What you will do —
Repeat exactly the lines that run from the one containing "meadow and report the position of each." to the end of the data, and leave out all others.

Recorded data

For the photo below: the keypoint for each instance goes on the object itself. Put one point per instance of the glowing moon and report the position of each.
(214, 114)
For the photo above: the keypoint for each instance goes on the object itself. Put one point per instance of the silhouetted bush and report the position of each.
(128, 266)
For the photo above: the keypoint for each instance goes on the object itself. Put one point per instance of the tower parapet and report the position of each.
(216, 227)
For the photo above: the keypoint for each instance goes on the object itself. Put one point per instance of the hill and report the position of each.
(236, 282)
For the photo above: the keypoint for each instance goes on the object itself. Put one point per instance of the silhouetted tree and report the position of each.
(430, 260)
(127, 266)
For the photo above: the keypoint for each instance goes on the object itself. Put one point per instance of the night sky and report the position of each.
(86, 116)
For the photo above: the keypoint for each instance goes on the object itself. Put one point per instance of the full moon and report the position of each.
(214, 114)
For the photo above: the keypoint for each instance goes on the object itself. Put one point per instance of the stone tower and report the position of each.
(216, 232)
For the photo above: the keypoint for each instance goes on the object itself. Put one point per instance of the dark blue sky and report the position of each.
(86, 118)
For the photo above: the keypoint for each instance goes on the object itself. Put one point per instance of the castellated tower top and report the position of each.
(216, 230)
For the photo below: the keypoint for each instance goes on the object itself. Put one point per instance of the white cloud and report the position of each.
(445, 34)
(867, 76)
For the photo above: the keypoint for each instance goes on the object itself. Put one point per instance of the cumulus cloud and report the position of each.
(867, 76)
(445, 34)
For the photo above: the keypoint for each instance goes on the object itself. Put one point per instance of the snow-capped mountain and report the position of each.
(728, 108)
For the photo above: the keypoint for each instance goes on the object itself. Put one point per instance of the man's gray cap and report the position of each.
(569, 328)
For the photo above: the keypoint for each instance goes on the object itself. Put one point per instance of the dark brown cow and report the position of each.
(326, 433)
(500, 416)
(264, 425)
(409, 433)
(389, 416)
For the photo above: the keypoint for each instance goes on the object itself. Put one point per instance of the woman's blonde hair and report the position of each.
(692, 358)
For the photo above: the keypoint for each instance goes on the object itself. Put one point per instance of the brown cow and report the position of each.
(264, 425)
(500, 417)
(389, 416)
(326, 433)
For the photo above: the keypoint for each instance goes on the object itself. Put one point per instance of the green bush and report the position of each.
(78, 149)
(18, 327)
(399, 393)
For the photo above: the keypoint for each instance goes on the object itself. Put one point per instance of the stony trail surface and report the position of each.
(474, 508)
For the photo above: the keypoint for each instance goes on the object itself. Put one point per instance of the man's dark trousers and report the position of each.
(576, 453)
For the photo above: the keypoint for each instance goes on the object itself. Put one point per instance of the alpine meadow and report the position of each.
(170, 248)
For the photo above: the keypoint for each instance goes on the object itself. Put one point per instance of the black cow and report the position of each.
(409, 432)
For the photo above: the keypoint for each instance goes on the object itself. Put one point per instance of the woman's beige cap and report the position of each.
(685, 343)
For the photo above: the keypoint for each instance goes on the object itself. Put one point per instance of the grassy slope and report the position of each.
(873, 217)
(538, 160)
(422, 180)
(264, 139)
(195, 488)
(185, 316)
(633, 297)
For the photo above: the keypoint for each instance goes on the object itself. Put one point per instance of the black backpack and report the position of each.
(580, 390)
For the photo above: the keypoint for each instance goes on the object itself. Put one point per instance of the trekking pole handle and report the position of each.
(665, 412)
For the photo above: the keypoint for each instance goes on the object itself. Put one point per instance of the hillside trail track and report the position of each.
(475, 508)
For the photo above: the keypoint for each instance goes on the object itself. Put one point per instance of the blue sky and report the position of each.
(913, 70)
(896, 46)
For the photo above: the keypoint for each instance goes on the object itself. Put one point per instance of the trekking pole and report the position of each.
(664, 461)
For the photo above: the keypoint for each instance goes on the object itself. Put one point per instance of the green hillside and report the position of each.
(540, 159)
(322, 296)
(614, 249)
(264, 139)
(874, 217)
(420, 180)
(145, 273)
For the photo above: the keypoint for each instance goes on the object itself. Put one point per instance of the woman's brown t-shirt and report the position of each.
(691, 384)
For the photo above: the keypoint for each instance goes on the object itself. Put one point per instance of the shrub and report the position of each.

Response to this task —
For the photo above: the keypoint for each instance goes on the object itself. Put one point per instance of the alpine meadow and report the position of each.
(170, 248)
For the photo above: the keypoint for each instance goes on the object itself. Put one point per instance of the black cow and report the position of each.
(409, 432)
For the photo above: the keypoint for each instance goes on the object itself. Put one point per instance of the woman's beige cap and report the position of each.
(685, 343)
For the photo above: the keypoint for each instance goes on the object itself. Put one point per instance of the grassy slope and report the position of each.
(873, 217)
(538, 160)
(422, 180)
(264, 139)
(195, 488)
(185, 316)
(633, 297)
For the photo above: the keypoint for each instance goes on the object itself. Put one point per instance of the black backpack and report the position of each.
(580, 390)
For the photo above: the keypoint for each instance goes on the object itself. Put one point per instance of the trekking pole handle and report the position of each.
(665, 412)
For the photo above: the keypoint for each instance goes on the object itself. Put one point per instance of the hillside trail track and report the position of each.
(475, 508)
For the photo above: the keypoint for each instance goes on the object itself. Put one point per instance of the blue sky and report the position of each.
(913, 70)
(896, 46)
For the photo above: the keypoint for each instance goes on the object itself. Put one point per instance of the trekking pole and report the position of each.
(664, 461)
For the photo above: the keypoint for each instance goes on the object itself. Put one point per instance of the green hillside and report the position of each.
(540, 159)
(322, 296)
(614, 249)
(264, 139)
(874, 217)
(420, 180)
(145, 273)
For the photo above: the keypoint for each instance goes on the object itself. Put one point per instance of the woman's brown t-shirt and report the position of each.
(691, 384)
For the photo above: the keypoint for each instance goes on the object itself. Put one point per instance of the shrub and report the position of each.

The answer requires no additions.